El fin de la modernidad ha coincidido con el rescate intelectual de un cierto tipo de ciudades que antes se convenía en considerar como poco más que ejemplos marginales propios de la despreciable cultura capitalista de masas. Tal fue el caso, por ejemplo, de la vindicación posmoderna de Las Vegas o Nueva York. Hoy se defienden con vehemencia —y también con un inconfesable temor— otras ciudades, especialmente algunas metrópolis de los países “emergentes”, que para los modernos hubiesen merecido tan solo desdén o asco. Las apologías, sin embargo, distan mucho de ser semejantes. Si, para el Venturi de Aprendiendo de Las Vegas, la afirmación del valor del pop en la arquitectura sólo podía ser irónica y, para el Koolhaas del Delirio de Nueva York, exclusivamente analógica, para algunos críticos actuales, mucho menos sofisticados, la apología no tiene rasgos irónicos ni analógicos: va, simplemente, en serio. Este paso creciente de la ironía a la literalidad forma parte de nuestra condición contemporánea.

Pasados treinta años desde las reflexiones de Venturi o Koolhaas, las nuevas referencias urbanas han mutado. Las Vegas ha perdido ya completamente su candor pop y —según nos advierten algunos fascinantes libros — la ciudad del desierto de Nevada se sigue reinventando a sí misma, dejando paso el cartón piedra a una sofisticada estética digital de atmósferas inquietantes cuya fenomenología debe considerarse con atención. Es probable que Nueva York —una vez recuperada para el circuito de las arquitecturas intelectualmente ‘decentes’— se acabe muriendo de lástima o complacencia consigo misma, especialmente después de los trágicos atentados del 11-S. ¿Dónde buscar nuevos modelos? La condición hodierna es tan mudable, tan ‘líquida’ —empleando el afortunado adjetivo de Zygmunt Barman— que parece repeler cualquier intento de clasificarse, de simbolizarse a través de cualquier referencia concreta. Si Las Vegas o Nueva York fueron las perfectas alegorías del mundo irónico de la posmodernidad, ¿qué ciudades podrían hoy dar cuenta de nuestra lábil realidad globalizada?

→ Registros listados
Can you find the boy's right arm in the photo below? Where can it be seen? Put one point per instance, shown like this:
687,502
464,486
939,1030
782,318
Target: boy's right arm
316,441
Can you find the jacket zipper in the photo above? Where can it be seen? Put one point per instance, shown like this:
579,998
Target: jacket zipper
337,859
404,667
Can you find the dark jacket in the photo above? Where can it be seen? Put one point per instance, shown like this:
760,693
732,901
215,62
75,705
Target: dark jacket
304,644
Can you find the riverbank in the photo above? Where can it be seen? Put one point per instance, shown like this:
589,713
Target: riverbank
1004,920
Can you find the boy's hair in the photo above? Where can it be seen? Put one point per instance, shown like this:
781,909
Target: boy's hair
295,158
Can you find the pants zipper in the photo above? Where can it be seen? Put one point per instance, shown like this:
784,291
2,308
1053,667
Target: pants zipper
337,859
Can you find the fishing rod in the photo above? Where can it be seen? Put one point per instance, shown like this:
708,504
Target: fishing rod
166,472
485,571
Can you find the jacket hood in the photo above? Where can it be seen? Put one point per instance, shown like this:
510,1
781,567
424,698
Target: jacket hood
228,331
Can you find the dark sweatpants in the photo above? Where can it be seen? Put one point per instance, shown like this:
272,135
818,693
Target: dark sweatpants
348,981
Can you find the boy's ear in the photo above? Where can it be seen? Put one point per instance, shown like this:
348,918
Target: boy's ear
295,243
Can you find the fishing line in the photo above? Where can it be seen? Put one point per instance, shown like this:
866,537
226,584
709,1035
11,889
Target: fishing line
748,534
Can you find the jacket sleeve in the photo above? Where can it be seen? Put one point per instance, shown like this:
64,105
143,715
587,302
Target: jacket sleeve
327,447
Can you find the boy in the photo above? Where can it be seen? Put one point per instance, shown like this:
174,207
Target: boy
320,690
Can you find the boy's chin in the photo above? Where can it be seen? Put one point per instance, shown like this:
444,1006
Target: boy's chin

→ Objetivo 1
Indica si cada afirmación concuerda con el texto del documento y responde sí o no, citando literalmente las palabras que lo deciden: (a) para Koolhaas, en Delirio de Nueva York, la apología era solo analógica; (b) Las Vegas conserva todavía su candor pop; (c) han pasado treinta años desde las reflexiones de Venturi o Koolhaas.
→ Objetivo 2
Enumera todas las palabras que el texto del documento pone entre comillas.
Los registros no hacen falta.

→ Resultado 1
(a) Sí: "para el Koolhaas del Delirio de Nueva York, exclusivamente analógica".
(b) No: "Las Vegas ha perdido ya completamente su candor pop".
(c) Sí: "Pasados treinta años desde las reflexiones de Venturi o Koolhaas".

→ Resultado 2
emergentes, decentes, líquida